# Written exercise
Reproduce every item with "jacket" replaced by "coat", leaving all other text unchanged. Omit the pictures from the output.
········
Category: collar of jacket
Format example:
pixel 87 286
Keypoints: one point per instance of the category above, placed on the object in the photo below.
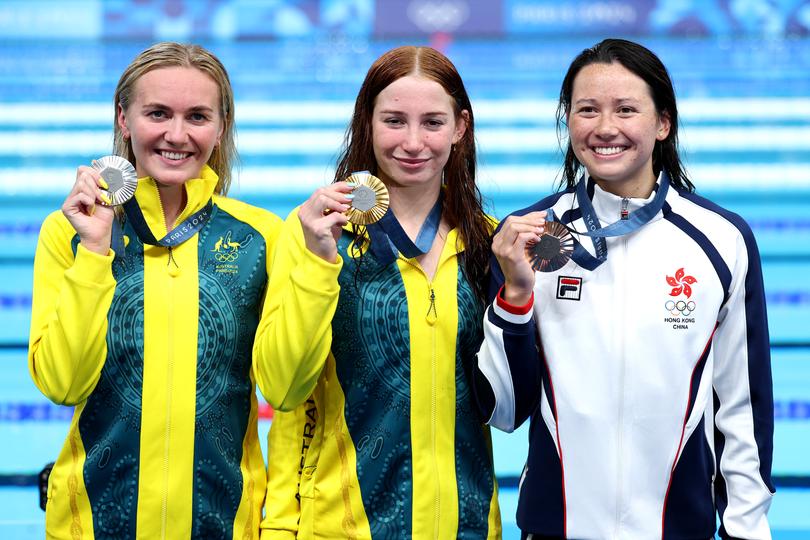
pixel 198 191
········
# Exercise solution
Category: collar of coat
Format example:
pixel 87 286
Keypoints: one point per instance of the category above, placed on the object in the photo below.
pixel 198 191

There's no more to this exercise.